Written request | Can you find every line in the material that contains the word "instance" and copy each one out in full?

──────────

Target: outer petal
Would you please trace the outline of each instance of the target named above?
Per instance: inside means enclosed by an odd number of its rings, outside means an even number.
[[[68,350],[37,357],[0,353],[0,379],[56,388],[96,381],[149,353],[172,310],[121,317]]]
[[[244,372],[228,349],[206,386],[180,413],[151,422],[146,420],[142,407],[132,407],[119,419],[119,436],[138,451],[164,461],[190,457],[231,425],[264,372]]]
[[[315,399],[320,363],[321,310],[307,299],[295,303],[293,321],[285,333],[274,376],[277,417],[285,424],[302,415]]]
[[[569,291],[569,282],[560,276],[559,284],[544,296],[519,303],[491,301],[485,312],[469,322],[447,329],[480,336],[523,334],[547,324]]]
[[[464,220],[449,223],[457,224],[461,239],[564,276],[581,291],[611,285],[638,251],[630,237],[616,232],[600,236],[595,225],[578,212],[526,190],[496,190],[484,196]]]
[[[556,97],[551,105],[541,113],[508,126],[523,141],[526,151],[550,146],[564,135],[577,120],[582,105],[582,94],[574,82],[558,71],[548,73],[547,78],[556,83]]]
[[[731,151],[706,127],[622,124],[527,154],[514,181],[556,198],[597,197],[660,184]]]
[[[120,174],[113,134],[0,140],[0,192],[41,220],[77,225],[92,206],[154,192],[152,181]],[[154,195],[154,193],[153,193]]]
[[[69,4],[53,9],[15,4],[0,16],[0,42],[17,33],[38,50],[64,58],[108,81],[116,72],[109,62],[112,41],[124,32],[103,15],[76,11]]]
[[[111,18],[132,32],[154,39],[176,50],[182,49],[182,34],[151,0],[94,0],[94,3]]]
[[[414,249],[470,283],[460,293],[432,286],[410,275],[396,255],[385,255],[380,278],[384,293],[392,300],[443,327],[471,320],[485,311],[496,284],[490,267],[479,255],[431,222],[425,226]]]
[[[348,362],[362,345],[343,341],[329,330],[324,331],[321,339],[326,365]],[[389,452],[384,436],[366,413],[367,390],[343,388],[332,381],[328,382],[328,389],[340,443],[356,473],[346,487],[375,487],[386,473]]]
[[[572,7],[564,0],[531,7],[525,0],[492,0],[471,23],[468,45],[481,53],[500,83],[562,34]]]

──────────

Result for this task |
Would you please trace the outline of each instance of the target named above?
Per instance: inside means enclosed by an odd number of its rings, outside means an even number.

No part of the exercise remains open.